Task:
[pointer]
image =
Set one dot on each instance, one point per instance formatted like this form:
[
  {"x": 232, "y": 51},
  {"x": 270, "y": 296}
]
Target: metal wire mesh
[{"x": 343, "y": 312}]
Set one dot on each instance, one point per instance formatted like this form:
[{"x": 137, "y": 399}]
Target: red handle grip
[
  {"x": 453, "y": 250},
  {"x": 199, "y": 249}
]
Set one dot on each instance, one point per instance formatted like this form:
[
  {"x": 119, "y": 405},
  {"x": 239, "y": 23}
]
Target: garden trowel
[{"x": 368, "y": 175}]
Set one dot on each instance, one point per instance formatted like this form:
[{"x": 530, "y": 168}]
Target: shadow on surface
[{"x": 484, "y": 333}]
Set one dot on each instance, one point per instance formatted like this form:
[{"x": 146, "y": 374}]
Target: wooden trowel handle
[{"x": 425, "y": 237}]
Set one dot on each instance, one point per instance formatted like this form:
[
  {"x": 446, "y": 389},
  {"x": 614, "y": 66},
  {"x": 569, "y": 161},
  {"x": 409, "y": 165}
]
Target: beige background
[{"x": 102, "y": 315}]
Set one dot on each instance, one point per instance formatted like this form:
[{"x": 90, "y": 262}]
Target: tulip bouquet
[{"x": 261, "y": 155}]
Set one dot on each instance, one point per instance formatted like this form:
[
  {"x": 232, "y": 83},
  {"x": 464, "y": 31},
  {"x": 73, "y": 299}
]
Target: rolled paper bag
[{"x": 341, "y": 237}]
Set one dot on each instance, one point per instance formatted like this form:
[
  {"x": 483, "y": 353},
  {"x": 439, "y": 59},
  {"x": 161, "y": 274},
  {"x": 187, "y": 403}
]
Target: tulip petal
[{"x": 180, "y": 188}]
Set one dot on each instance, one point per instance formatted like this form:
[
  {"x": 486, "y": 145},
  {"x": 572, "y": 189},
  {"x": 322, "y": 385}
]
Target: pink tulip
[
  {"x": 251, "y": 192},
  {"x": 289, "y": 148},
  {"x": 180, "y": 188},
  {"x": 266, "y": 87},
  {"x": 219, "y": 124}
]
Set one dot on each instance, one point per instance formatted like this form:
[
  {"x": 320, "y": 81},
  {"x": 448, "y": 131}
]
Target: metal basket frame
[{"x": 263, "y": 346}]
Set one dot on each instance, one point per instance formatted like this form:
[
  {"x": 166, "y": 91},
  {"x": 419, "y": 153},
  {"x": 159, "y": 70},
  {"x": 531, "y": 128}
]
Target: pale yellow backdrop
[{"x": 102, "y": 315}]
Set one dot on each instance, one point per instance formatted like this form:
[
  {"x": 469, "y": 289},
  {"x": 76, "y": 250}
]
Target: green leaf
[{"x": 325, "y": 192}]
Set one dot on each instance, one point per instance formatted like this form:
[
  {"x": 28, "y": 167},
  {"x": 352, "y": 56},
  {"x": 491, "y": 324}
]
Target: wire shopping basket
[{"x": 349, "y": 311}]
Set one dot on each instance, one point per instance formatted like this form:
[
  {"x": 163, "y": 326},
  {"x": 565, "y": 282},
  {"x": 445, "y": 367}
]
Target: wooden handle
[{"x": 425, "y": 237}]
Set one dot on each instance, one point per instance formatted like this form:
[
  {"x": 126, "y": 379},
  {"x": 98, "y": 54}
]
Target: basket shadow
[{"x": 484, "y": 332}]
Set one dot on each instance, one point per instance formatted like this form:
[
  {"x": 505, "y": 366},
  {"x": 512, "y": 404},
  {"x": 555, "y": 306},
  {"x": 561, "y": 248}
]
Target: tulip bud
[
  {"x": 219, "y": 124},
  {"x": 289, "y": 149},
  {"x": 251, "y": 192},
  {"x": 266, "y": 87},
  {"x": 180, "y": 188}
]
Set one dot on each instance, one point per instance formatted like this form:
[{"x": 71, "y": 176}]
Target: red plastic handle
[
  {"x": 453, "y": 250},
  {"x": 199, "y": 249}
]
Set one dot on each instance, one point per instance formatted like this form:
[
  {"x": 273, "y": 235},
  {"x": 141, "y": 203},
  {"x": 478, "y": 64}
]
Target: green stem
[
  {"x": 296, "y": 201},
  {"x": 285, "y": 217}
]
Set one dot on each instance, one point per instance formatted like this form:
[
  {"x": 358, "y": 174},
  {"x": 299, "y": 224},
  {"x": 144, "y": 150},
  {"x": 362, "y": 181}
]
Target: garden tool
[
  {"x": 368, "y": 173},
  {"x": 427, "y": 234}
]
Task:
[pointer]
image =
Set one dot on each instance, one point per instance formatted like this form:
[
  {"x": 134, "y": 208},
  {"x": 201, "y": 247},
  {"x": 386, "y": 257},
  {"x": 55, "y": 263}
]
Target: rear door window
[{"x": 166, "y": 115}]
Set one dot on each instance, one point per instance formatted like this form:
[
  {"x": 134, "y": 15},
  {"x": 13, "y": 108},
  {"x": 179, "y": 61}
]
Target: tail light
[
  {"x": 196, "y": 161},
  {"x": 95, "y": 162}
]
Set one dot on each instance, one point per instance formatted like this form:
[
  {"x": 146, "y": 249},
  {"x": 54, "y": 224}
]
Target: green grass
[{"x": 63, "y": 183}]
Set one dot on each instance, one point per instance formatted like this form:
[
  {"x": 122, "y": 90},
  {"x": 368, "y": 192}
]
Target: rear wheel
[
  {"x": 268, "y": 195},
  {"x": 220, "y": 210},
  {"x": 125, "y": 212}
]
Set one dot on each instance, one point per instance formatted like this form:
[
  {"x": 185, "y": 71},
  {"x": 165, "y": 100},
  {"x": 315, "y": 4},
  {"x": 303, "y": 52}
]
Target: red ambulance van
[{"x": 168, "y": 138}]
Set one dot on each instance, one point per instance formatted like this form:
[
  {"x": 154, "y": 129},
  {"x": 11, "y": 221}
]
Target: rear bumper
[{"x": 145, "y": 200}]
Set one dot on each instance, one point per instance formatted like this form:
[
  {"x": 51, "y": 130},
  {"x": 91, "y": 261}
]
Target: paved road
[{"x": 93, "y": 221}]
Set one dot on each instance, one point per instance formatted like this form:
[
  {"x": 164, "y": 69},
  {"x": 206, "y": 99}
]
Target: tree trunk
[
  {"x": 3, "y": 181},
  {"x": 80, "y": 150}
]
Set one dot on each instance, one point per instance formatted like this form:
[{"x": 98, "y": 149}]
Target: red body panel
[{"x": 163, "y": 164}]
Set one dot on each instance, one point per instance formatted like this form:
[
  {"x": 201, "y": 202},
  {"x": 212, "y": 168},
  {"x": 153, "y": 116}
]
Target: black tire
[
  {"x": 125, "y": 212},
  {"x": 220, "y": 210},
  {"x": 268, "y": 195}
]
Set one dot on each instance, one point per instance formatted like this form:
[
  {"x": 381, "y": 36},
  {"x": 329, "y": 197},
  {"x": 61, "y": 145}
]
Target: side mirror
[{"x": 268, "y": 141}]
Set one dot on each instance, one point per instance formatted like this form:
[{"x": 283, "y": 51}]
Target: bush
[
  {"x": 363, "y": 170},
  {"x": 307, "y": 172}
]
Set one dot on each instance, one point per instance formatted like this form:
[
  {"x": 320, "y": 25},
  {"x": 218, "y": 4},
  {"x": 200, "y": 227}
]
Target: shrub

════════════════════

▸ Exercise goal
From the listing above, copy each line that includes the word "tulip".

▸ Response to this exercise
Target: tulip bouquet
Target: tulip petal
Target: pink tulip
Target: tulip bud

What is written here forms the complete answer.